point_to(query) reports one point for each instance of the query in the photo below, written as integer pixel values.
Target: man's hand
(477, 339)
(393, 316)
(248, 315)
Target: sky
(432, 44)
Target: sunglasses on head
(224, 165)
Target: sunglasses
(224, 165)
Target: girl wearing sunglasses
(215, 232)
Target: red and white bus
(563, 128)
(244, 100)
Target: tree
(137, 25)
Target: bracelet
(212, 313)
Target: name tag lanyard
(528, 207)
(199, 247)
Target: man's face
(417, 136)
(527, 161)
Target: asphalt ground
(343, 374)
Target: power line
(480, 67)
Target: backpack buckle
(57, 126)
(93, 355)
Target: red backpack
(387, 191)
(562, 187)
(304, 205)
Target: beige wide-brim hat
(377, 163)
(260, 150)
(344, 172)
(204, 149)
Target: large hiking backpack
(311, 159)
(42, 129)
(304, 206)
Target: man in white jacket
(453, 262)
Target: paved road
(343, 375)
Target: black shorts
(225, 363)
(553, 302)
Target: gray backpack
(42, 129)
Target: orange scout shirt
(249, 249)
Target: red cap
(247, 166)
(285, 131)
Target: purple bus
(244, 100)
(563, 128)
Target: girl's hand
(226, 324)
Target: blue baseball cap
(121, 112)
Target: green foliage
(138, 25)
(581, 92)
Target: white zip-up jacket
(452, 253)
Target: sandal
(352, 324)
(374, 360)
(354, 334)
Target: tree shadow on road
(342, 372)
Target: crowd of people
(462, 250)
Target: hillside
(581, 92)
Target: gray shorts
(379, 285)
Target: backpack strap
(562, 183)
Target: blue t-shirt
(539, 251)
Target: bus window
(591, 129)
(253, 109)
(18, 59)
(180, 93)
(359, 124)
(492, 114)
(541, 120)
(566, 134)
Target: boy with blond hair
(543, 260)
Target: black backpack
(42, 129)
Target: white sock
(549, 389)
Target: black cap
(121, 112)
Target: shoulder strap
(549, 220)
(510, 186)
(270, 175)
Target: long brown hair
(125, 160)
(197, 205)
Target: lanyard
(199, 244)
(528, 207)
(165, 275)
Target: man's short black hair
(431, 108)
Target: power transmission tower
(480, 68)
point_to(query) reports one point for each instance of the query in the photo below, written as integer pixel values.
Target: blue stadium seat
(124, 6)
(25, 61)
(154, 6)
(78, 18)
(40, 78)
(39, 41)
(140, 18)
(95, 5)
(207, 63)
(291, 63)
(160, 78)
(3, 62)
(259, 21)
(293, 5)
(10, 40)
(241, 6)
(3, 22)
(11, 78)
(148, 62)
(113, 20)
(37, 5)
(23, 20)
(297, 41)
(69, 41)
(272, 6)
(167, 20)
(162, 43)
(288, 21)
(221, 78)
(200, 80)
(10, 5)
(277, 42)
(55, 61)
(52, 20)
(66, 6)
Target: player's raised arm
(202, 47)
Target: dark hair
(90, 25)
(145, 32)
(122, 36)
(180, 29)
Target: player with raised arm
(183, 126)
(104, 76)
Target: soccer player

▬▬▬▬▬▬▬▬▬▬

AIM -> Can you give the listing above again with every "backpack" replaced by "rucksack", keeping everything else unchanged?

WORKED SOLUTION ->
point_to(query) reports one point for each instance of the query in the photo below, written as integer pixel values.
Target: man's hand
(477, 339)
(393, 316)
(248, 315)
Target: sky
(432, 44)
Target: sunglasses on head
(224, 165)
Target: sunglasses
(224, 165)
Target: girl wearing sunglasses
(215, 232)
Target: red and white bus
(563, 128)
(244, 100)
Target: tree
(137, 25)
Target: bracelet
(212, 313)
Target: name tag lanyard
(528, 207)
(199, 247)
Target: man's face
(417, 136)
(527, 161)
Target: asphalt ground
(343, 374)
Target: power line
(480, 67)
Target: rucksack buckle
(57, 126)
(93, 355)
Target: red rucksack
(387, 191)
(562, 187)
(304, 205)
Target: beige wide-brim hat
(377, 163)
(260, 150)
(344, 172)
(204, 149)
Target: large hiking rucksack
(311, 159)
(42, 129)
(304, 206)
Target: man in white jacket
(453, 262)
Target: paved road
(343, 375)
Target: black shorts
(225, 363)
(553, 302)
Target: gray rucksack
(42, 129)
Target: orange scout shirt
(249, 249)
Target: red cap
(247, 166)
(285, 131)
Target: purple bus
(244, 100)
(563, 128)
Target: girl's hand
(226, 324)
Target: blue baseball cap
(121, 112)
Target: green foliage
(138, 25)
(581, 92)
Target: white zip-up jacket
(452, 253)
Target: sandal
(352, 324)
(374, 360)
(354, 334)
Target: tree shadow on road
(342, 372)
Target: crowd of people
(462, 250)
Target: hillside
(581, 92)
Target: gray shorts
(379, 285)
Target: rucksack strap
(562, 183)
Target: blue t-shirt
(539, 251)
Target: bus window
(591, 129)
(253, 109)
(18, 59)
(180, 93)
(359, 124)
(492, 114)
(541, 120)
(566, 134)
Target: boy with blond hair
(543, 260)
Target: black rucksack
(42, 129)
Target: white sock
(549, 389)
Target: black cap
(121, 112)
Target: shoulder strap
(549, 220)
(510, 186)
(270, 175)
Target: long brown hair
(125, 160)
(197, 205)
Target: lanyard
(199, 244)
(528, 207)
(165, 275)
Target: man's short black hair
(431, 108)
Target: power transmission tower
(480, 68)
point_to(query) reports one point for each instance of the query in the photo below, written as integer pixel values.
Target: blue stadium seat
(124, 6)
(25, 61)
(154, 6)
(78, 18)
(40, 78)
(39, 41)
(140, 18)
(95, 5)
(207, 63)
(291, 63)
(160, 78)
(3, 62)
(259, 21)
(293, 5)
(10, 40)
(241, 6)
(3, 22)
(11, 78)
(148, 62)
(113, 20)
(37, 5)
(23, 20)
(297, 41)
(69, 41)
(272, 6)
(167, 20)
(162, 43)
(288, 21)
(221, 78)
(200, 80)
(10, 5)
(277, 42)
(55, 61)
(52, 20)
(66, 6)
Target: player's raised arm
(202, 47)
Target: dark hair
(90, 25)
(145, 32)
(122, 36)
(180, 29)
Target: player with raised arm
(183, 126)
(104, 76)
Target: soccer player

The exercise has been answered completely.